*ФРАГМЕНТ СТЕНОГРАММЫ:*
▬▬▬▬▬▬

Председатель: Очень хорошо. Это всё, что я хотел знать.

Симерс: Номер 80 о котором я подробно говорил с британской делегацией…

Председатель: Вам не нужно рассказывать мне об этом.

Симерс: Я полагал, что не будет возражения. Я бы хотел попросить, чтобы это в любом случае допустили.

Председатель: Да, правильно. Для того, чтобы отдел переводов получил это как можно скорее, трибунал решил об этих документах и единственный вопрос о котором он решил это то, чтобы их перевели. О вопросе их допустимости будет решено после их перевода, и я рассмотрю их по категориям возражений в меморандуме сэра Дэвида.

В категории А, первой категории, номер 66 будет допущен. Номер 76, как сейчас сказал доктор Симерс, уходит. Номера 101-106 допускаются, в остальном в А отказано. По поводу B, допущены следующие документы: номера 39, 63, 64, 99 и 100. И, конечно, номера 102-107, которые допущены как А. Остальное не допущено.

Категория С: допущено следующее: номера 38, 50, 55 и 58. Остальное не допущено.

Категория D: допущено следующее: номера 29, 56, 57, 60 и 62.

Категория Е: допущено следующее: номера 31, 32, 36, 37, 39, 41 и конечно 99 и 101, которые уже допустили.

В последней категории, категории F у трибунала имеются очень большие сомнения в относимости к делу любого документа из данной категории, но он хочет, чтобы все их перевели за исключением документа 73.

Гриффит-Джонс: Милорд, меня интересует позволит ли мне трибунал назвать номера документов из дополнительных фрагментов из «Der Sturmer», которые предъявили в перекрёстном допросе Штрайхера. Номера можно представить в удобное время.

Председатель: Номера экземпляров?

Гриффит-Джонс: Да.

Председатель: Вы имеете в виду зачитать их?

▬▬▬▬▬▬

[Разметка границ]
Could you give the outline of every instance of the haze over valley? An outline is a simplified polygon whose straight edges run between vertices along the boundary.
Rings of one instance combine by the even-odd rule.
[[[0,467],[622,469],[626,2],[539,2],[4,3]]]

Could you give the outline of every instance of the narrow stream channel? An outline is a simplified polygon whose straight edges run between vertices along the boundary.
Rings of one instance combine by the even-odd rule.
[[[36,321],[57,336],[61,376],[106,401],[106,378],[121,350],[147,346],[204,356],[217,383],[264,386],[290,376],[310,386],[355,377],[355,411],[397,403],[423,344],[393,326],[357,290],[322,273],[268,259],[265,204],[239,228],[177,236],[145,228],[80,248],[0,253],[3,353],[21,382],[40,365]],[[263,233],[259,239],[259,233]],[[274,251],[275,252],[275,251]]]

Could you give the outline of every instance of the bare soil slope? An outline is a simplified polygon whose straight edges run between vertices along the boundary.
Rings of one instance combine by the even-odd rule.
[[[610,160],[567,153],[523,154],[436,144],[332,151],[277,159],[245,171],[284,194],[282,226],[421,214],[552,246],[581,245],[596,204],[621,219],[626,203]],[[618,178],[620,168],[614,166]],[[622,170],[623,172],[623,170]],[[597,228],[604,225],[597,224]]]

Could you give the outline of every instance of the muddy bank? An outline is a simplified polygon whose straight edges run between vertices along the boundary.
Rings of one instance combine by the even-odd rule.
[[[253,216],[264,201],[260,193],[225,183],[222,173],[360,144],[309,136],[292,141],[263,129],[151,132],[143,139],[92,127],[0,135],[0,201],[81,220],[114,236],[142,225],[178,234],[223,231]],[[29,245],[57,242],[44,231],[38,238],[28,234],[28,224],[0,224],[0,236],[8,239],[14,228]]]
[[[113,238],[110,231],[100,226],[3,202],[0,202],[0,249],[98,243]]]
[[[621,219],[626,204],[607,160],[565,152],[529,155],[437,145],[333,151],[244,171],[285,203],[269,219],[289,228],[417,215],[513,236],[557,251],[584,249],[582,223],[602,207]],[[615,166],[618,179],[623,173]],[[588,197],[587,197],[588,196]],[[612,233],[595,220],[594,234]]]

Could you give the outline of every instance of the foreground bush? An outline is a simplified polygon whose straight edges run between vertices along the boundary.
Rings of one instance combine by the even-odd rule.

▬▬▬▬▬▬

*ЗАДАНИЕ 1:*
Переведите на английский предложение из фрагмента стенограммы заседания трибунала: «Номера можно представить в удобное время.»
*ЗАДАНИЕ 2:*
Допишите фрагмент стенограммы заседания трибунала дальше, начиная сразу после его последней реплики.

*ОТВЕТ НА ЗАДАНИЕ 1:*
The numbers can be submitted at a convenient time.

*ОТВЕТ НА ЗАДАНИЕ 2:*
Гриффит-Джонс: С разрешения трибунала, я предлагаю вручить эту схему, которая представляет собой каталог или индекс двух сшивок, которые есть у трибунала – сшивка А и сшивка B – и я предложил представить данную схему как номер экземпляра, который станет GB-450, (документ номер D-833), и если трибунал согласен, это избавит от оглашения номеров.

Председатель: Да.

Гриффит-Джонс: Есть ещё одна просьба. Был приобщен подлинник газеты «Israelitisches Wochenblatt», или приобщается. Эти тома я позаимствовал из библиотеки, и я хотел попросить разрешения трибунала сфотографировать содержание и заменить для секретариата трибунала фотокопиями и затем вернуть подлиннки.

Председатель: Не видится возражения этому.

Гриффит-Джонс: Я крайне обязан.

Председатель: Доктор Маркс, у вас имеется этому возражение?

Маркс: Нет, господин председатель, у меня нет этому возражения. Я оставляю право представить некоторые контрдокументы при необходимости. Но презентация этих документов соответствует тому, что сказал полковник Гриффит-Джонс в ходе процесса – если их представили…

Председатель: У вас есть копия этого документа, этого экземпляра.

Маркс: Да.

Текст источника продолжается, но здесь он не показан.